Exercise directions - Reproduce verbatim the lines of the records below, beginning with the line containing "Task: one point marks each instance of the saint" and ending with the line containing "x=445, y=250", both of those lines included.

.....

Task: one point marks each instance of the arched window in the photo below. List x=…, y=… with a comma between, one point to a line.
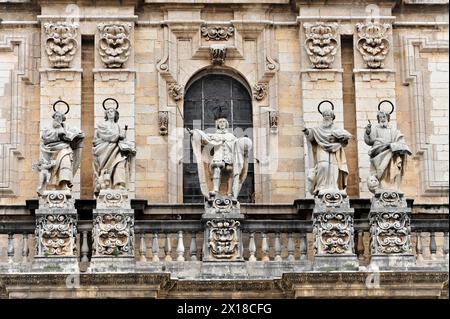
x=201, y=96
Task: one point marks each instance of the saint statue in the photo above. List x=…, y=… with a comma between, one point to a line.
x=388, y=153
x=112, y=152
x=326, y=156
x=61, y=147
x=222, y=159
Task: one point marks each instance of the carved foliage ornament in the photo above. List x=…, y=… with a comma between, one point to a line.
x=114, y=43
x=373, y=43
x=223, y=239
x=56, y=233
x=113, y=234
x=217, y=33
x=321, y=43
x=260, y=91
x=61, y=44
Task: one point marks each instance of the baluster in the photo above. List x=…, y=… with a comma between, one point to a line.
x=168, y=249
x=265, y=247
x=25, y=249
x=155, y=247
x=433, y=247
x=419, y=246
x=360, y=245
x=84, y=248
x=10, y=250
x=252, y=247
x=180, y=247
x=291, y=248
x=277, y=247
x=193, y=247
x=303, y=247
x=142, y=248
x=445, y=250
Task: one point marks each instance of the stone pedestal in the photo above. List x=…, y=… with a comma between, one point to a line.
x=390, y=231
x=333, y=232
x=56, y=231
x=223, y=236
x=113, y=233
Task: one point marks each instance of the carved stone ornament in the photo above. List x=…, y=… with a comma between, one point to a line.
x=273, y=121
x=321, y=43
x=175, y=91
x=114, y=43
x=61, y=44
x=113, y=234
x=373, y=43
x=333, y=225
x=217, y=33
x=223, y=238
x=56, y=234
x=163, y=121
x=260, y=91
x=218, y=53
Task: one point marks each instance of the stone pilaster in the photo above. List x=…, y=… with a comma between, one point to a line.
x=113, y=233
x=333, y=233
x=56, y=231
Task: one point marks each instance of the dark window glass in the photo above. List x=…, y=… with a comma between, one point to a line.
x=199, y=101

.....

Correct response -
Task: one point marks each instance of the saint statue in the photo above. List x=…, y=… with a comma between, one point to a line.
x=388, y=153
x=112, y=152
x=326, y=156
x=61, y=147
x=222, y=159
Task: one point marks each instance of the carved foliage ornament in the photo above. List x=…, y=… with a comma between, one point to a line.
x=114, y=43
x=373, y=43
x=223, y=239
x=56, y=233
x=113, y=234
x=217, y=33
x=321, y=43
x=260, y=91
x=61, y=44
Task: one point marks each instance of the baluster in the photo above. List x=…, y=… with a comma between, one point to a line.
x=168, y=249
x=265, y=247
x=25, y=249
x=155, y=247
x=433, y=247
x=419, y=246
x=360, y=245
x=84, y=248
x=10, y=250
x=252, y=247
x=180, y=247
x=291, y=248
x=277, y=247
x=193, y=247
x=303, y=247
x=142, y=248
x=445, y=250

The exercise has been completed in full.